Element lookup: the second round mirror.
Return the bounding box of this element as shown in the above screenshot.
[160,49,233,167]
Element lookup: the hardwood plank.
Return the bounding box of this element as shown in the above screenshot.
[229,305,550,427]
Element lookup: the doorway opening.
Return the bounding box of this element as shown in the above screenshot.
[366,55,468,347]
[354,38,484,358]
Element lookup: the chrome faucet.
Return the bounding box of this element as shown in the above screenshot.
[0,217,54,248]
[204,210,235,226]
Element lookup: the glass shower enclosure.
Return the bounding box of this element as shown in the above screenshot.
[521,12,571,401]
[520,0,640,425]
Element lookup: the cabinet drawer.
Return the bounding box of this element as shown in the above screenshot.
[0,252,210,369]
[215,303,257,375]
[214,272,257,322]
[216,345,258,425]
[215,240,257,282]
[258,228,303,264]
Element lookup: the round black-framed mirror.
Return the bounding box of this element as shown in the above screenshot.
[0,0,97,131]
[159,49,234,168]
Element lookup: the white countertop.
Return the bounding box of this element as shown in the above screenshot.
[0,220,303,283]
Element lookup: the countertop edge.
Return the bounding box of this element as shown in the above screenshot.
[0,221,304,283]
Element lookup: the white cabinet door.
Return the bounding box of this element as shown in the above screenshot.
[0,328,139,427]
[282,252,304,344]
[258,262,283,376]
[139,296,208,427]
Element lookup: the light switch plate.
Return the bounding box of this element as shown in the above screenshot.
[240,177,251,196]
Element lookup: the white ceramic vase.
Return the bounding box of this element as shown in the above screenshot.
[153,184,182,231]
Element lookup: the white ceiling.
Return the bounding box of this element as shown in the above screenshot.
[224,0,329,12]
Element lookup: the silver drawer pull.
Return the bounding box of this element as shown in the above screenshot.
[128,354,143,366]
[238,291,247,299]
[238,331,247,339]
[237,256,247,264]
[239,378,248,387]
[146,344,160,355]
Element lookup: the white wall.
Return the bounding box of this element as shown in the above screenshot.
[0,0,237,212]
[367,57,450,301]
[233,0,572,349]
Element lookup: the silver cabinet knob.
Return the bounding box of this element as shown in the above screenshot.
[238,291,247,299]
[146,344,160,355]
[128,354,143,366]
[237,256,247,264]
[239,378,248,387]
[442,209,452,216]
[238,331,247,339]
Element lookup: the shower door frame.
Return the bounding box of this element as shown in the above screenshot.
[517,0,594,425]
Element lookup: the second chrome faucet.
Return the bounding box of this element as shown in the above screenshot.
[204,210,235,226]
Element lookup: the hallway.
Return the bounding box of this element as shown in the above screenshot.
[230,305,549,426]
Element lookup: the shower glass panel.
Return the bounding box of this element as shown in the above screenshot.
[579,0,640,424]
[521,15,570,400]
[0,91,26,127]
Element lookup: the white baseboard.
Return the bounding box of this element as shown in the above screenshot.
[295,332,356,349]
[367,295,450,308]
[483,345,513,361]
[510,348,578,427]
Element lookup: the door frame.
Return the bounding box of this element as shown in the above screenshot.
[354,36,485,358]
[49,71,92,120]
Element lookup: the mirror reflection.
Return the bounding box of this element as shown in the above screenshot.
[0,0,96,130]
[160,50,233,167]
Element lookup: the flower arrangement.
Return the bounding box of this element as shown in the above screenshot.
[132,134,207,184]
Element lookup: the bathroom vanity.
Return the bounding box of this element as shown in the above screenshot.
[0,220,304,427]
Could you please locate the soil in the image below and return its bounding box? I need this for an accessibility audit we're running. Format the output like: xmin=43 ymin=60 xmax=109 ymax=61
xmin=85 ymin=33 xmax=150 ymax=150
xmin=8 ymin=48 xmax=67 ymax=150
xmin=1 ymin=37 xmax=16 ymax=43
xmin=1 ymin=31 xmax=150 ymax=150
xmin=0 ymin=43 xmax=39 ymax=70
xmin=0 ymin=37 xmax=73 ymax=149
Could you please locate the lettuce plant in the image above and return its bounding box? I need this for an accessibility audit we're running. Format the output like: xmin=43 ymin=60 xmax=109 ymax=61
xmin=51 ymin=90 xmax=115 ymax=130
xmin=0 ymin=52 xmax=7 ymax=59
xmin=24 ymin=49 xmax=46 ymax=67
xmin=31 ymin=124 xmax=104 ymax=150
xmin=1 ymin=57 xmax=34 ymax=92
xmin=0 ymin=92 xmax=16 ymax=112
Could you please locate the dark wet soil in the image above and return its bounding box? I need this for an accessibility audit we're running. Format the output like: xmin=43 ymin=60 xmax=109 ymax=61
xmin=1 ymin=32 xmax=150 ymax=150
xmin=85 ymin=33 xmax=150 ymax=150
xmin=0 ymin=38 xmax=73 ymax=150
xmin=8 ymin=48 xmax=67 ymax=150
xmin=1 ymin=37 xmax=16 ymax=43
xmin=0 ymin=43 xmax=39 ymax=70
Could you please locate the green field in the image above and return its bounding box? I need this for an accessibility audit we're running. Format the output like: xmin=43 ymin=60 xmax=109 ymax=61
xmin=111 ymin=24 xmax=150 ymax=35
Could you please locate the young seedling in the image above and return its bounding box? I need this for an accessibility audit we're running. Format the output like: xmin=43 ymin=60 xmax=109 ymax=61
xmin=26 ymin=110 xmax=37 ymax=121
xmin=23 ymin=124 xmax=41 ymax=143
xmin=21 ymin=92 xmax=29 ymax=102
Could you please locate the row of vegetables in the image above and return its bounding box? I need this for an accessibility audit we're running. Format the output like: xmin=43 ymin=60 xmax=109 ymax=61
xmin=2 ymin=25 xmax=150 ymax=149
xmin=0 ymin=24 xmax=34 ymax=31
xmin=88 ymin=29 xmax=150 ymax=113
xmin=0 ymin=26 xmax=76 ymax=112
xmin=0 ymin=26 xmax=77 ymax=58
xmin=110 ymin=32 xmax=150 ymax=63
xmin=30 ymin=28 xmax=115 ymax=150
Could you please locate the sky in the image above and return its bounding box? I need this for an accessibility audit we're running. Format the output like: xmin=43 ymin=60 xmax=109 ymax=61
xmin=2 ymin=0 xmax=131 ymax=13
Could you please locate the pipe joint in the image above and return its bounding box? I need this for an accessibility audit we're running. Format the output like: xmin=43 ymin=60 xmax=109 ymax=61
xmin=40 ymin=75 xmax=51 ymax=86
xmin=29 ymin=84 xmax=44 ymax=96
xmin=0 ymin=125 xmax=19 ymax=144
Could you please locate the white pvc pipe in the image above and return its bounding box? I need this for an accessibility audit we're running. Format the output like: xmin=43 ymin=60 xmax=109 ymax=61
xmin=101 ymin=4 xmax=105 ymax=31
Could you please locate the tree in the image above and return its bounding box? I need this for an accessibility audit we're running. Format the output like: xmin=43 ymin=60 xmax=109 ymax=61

===

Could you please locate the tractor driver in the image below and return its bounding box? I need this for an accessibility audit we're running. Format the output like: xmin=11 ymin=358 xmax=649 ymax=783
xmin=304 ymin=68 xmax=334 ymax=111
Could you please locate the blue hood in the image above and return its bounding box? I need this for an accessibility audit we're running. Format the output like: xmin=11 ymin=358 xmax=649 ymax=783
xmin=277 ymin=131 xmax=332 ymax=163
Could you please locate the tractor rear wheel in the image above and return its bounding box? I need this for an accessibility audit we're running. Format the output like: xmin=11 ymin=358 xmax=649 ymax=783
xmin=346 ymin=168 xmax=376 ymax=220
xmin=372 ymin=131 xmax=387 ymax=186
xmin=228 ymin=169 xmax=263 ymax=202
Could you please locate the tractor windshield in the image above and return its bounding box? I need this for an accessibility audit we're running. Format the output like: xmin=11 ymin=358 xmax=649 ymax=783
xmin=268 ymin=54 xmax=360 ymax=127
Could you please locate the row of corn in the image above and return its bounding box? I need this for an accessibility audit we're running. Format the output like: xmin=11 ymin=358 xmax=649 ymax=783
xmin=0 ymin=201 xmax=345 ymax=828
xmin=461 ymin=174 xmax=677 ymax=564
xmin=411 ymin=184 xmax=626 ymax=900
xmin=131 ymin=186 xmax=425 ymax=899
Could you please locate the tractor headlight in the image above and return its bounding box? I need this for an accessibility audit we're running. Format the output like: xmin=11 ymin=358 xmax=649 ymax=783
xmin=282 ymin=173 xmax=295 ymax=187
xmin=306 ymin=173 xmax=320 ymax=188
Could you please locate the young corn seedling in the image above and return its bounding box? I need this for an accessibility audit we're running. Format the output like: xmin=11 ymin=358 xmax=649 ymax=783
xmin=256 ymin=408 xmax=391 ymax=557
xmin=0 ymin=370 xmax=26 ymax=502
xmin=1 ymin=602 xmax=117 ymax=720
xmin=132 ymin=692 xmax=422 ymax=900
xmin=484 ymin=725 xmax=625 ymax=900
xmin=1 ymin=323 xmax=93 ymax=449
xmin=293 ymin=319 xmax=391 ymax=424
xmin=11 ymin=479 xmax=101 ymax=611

===

• What to work on
State, as a bare number, how many lines of the material contain "silver".

• Exercise output
2